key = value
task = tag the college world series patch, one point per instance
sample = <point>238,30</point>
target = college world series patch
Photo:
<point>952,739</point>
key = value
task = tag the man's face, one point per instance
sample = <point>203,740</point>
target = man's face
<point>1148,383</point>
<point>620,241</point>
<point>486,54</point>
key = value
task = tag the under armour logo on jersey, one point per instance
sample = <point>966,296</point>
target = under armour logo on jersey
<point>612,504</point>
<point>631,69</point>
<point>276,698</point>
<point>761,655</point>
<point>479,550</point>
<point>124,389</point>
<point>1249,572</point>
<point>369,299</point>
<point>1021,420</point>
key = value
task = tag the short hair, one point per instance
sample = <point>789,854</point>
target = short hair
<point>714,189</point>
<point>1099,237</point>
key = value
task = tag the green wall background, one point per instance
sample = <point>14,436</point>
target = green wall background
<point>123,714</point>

==

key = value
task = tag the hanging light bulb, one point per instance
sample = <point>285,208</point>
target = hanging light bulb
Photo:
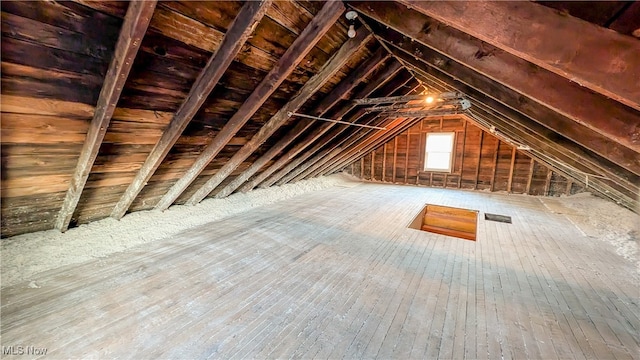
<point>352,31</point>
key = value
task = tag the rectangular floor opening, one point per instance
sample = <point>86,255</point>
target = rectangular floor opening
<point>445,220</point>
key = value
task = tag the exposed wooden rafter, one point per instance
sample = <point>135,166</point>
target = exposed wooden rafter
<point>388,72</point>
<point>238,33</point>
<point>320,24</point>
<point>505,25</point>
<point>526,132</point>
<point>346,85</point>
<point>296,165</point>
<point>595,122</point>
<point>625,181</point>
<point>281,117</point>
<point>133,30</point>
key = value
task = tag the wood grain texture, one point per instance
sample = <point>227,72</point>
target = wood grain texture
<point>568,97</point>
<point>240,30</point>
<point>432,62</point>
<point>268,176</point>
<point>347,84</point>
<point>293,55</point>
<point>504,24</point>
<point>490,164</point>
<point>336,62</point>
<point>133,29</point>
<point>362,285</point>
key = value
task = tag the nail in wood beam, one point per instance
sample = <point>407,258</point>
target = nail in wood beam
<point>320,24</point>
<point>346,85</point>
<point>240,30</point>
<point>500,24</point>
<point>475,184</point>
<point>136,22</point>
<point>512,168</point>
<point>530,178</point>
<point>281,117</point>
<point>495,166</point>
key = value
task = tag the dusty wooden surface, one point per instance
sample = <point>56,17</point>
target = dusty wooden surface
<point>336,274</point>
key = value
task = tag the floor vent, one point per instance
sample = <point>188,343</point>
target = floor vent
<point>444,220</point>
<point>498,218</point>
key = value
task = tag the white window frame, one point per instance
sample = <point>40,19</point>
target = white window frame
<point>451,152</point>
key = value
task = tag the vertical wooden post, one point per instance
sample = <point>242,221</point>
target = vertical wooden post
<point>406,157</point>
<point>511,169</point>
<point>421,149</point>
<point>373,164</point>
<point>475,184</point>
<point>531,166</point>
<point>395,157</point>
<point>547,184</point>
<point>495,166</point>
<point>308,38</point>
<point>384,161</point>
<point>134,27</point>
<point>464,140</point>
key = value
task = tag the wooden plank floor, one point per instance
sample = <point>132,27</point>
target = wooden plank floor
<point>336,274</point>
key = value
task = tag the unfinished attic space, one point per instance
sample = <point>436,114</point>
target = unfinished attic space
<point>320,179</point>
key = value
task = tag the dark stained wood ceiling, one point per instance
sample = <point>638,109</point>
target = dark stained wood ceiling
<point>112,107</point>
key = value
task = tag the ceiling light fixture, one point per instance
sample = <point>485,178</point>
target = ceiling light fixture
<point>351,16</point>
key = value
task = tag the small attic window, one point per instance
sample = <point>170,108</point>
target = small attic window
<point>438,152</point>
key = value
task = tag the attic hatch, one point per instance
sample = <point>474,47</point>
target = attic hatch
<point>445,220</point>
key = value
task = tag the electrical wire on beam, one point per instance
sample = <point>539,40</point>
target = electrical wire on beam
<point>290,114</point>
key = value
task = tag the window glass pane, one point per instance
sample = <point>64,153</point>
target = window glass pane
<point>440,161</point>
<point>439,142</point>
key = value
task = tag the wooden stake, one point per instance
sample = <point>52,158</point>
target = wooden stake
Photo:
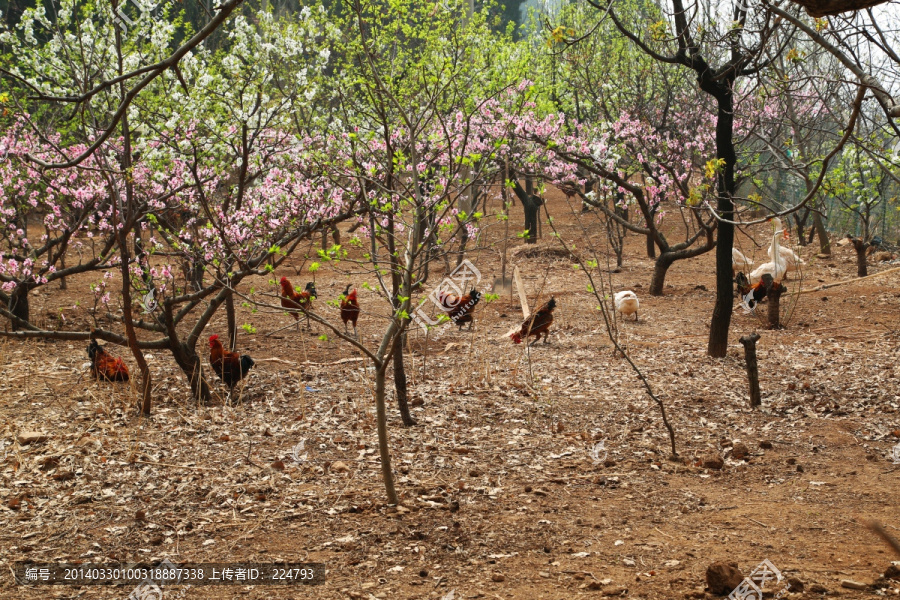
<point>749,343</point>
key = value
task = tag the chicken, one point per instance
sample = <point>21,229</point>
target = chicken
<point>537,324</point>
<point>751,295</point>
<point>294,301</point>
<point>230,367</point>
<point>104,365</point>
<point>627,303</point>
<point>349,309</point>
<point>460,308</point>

==

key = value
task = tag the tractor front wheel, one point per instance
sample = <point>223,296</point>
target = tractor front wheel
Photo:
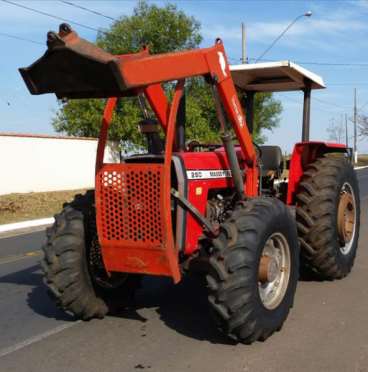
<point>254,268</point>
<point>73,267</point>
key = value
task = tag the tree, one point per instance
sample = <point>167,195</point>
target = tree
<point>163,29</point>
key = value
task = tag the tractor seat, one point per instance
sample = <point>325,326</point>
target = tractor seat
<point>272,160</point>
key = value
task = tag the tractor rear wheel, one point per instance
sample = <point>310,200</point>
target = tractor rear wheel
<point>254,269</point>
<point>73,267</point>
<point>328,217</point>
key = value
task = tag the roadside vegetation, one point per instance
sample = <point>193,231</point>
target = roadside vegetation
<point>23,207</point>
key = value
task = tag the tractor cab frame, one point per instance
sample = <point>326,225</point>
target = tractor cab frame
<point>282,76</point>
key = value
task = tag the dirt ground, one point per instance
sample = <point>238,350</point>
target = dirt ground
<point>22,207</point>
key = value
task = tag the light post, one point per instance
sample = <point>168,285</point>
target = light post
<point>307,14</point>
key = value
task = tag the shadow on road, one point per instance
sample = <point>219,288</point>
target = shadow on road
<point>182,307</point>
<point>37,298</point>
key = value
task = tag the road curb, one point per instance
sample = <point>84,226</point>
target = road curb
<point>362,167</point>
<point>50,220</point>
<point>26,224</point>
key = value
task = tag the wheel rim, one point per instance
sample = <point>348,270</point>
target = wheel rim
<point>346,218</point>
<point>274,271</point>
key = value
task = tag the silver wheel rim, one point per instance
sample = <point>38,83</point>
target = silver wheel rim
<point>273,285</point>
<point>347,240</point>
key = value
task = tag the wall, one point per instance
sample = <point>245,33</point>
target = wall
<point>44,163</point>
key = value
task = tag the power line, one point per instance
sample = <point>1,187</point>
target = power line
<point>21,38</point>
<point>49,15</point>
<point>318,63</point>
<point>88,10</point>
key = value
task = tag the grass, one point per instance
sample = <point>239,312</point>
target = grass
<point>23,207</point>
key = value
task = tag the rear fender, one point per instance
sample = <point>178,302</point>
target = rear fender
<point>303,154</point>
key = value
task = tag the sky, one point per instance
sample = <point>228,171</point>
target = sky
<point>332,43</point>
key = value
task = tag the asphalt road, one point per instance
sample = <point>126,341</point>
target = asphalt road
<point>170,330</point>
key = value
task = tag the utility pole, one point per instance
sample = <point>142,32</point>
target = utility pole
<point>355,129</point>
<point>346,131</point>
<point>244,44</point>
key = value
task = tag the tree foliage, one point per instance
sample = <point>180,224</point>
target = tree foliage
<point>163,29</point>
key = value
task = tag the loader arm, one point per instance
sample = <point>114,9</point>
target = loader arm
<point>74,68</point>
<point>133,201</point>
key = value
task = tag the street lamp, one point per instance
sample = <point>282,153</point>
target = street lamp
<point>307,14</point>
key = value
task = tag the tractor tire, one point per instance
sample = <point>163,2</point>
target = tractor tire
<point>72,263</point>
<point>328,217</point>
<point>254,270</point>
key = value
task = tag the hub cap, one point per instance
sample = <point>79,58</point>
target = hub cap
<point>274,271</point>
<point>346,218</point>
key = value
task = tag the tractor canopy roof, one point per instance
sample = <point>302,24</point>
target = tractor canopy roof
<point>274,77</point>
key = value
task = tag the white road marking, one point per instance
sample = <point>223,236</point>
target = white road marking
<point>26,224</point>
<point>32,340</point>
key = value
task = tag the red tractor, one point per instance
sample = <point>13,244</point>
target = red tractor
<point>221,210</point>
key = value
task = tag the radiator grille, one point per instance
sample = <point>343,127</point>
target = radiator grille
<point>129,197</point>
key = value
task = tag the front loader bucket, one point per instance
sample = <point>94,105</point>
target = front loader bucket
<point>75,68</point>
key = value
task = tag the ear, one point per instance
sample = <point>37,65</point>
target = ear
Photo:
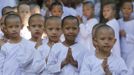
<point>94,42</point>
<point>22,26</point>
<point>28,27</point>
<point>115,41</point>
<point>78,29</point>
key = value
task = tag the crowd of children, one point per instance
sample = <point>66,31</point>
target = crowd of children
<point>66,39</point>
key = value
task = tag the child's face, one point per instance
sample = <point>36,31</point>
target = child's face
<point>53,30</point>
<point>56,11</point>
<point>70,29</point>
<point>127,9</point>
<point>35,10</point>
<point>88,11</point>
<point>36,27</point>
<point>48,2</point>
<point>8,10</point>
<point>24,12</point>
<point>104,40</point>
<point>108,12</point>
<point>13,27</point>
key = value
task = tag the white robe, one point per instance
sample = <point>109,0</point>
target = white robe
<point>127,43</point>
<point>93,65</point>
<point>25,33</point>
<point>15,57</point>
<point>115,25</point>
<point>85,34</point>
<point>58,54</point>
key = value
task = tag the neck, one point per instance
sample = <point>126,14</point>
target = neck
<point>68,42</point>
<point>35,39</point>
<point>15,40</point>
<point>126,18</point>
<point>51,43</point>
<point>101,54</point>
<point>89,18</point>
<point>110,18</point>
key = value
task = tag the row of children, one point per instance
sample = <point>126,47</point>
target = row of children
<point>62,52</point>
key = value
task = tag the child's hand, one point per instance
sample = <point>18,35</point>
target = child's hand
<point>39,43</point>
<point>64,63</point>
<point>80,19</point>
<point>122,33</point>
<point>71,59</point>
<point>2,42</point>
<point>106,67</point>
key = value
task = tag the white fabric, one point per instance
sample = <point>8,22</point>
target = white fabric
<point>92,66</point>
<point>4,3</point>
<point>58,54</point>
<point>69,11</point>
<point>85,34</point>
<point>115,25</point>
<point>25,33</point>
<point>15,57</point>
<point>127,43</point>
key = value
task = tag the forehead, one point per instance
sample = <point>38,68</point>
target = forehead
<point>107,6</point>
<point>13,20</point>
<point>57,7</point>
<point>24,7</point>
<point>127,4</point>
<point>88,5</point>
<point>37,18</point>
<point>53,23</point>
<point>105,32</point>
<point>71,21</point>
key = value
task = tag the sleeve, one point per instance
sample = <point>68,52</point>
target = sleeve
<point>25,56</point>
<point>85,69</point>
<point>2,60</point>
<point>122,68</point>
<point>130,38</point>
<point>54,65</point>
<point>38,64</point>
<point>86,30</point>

_Set task_. Show every line of the records that contains the word "asphalt".

_The response_.
task = tag the asphalt road, one point per instance
target = asphalt road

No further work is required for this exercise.